▶ _WHAT IS REQUIRED_
Give every line back verbatim, dropping all images.

▶ _DATA FOR PROCESSING_
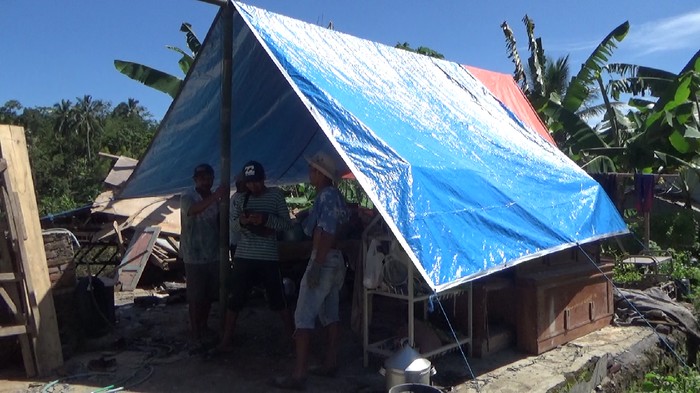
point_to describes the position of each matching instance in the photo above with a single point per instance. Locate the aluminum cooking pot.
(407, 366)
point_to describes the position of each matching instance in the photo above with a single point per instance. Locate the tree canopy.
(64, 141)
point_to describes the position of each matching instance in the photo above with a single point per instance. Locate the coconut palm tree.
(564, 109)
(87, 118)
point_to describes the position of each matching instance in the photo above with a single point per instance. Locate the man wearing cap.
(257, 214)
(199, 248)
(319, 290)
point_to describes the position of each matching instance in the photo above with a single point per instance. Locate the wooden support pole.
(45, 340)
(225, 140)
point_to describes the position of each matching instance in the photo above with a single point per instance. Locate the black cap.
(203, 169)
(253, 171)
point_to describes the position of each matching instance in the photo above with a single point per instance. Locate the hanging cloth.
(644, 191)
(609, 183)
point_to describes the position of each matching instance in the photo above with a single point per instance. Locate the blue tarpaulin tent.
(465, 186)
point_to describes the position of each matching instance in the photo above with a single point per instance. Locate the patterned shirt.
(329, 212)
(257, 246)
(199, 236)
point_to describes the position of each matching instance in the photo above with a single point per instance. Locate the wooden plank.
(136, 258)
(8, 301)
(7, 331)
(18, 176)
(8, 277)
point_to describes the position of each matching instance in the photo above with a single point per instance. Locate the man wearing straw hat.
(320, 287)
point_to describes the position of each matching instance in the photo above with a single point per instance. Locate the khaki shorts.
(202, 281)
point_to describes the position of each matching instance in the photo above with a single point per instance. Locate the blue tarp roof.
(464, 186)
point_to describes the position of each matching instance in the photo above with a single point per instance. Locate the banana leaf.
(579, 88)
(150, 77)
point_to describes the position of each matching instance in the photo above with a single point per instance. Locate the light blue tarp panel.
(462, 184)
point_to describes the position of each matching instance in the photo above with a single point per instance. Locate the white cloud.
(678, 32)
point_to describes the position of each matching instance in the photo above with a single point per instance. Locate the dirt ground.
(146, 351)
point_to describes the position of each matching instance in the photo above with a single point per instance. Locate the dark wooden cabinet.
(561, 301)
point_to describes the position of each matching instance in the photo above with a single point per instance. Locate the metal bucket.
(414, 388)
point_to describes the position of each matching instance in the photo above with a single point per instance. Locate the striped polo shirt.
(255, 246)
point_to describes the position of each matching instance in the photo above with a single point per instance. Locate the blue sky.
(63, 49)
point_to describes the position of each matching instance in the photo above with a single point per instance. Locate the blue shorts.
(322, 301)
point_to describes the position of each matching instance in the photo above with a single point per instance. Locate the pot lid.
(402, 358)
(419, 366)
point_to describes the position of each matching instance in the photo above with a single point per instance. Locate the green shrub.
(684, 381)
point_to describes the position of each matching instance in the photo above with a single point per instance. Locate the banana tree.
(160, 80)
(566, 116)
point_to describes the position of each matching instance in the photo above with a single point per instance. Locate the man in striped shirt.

▶ _EXERCISE OUTPUT_
point_to describes the position of each matching instance in the photo above with a single point per instance. Locate the aluminum cooking pot.
(407, 366)
point_to describes the position of each matching instance in the photo above with a single point per instance. Locate the tree canopy.
(64, 141)
point_to describes the position of each matching instance in the photo above with a single point per instance. Locate the coconut palm tree.
(564, 109)
(87, 118)
point_to describes the position of each matching instance in the photo above with a single point per instance. Locate the man wearing cap.
(257, 214)
(199, 248)
(319, 290)
point_to describes the position of each matching instance in the photo above with a single point per instance. Locate the wooden support pole.
(45, 340)
(225, 140)
point_to describes the position of each matching instance in the photo above with a single point per instance. Locate the black cap.
(203, 169)
(253, 171)
point_to describes the position of each matching instance in the photo above with a single point per instance. Locate the hanging cloth.
(644, 191)
(609, 183)
point_to describes the position of each matching instance in the photo above with a single point per instance. Locate the blue tarpaulin tent.
(465, 186)
point_to describes the position of each matching instance in the photo above with a single point per instance. Locate the patterned shirt.
(329, 212)
(257, 246)
(199, 236)
point_to describes the position of each matching instance in the photo above with a single point per instance. Locate the wooden plank.
(136, 258)
(8, 301)
(7, 331)
(18, 176)
(8, 277)
point_to describes the position of each matching instance in the photo above with a single point per instance. Locate the man wearing straw hat.
(320, 287)
point_to describes the position of each matching instance in the photo above with a single point per instance. Locate the khaki shorts.
(202, 281)
point_to describes the position of each matching instance in the photo above with a single point per instance. Locate the blue tarp roof.
(464, 186)
point_to describes the position of each matching instance in the photo above with a single point per instance. Locate the banana leaf.
(579, 88)
(150, 77)
point_to describes the position of each matching instance in the photo above with a single point per instance. Locate the light blue tarp panel.
(462, 184)
point_to describes the position of each matching instance in the photo above with a single point per instance. Locate the white cloud.
(678, 32)
point_to describes the position of each matching instance in the photo above with a single point per instance. Locate the dirt ground.
(146, 351)
point_to describes the position of each matching instance in the photo above with a single point per instance. Locate the dark wooden cabinet.
(561, 301)
point_to describes the position of each matching instance in the photo above with a single point per instance. Locate the metal bucket.
(414, 388)
point_to describes the position of each matching instance in the photo above with a single point per instance. Locate the striped polo shirt.
(255, 246)
point_to describes the position of each matching instance in the photo above with a single point per instance. Locate the blue sky.
(63, 49)
point_to describes the position of each matching instance in the photo above with a single point per instance. Locate the blue shorts.
(322, 301)
point_to describes the position of each matching instance in the photo above with a single point per instance. Locate the pot lid.
(402, 358)
(419, 366)
point_to describes the position of each matching instance in the photo above with a single point per instance. Locate the green shrub.
(684, 381)
point_to describes the position of each matching instance in the photo above with a single point per instance. Locate the banana tree.
(160, 80)
(566, 116)
point_to describes the position of each matching instance in the photo above with a single point per instance. Locate the man in striped shirt.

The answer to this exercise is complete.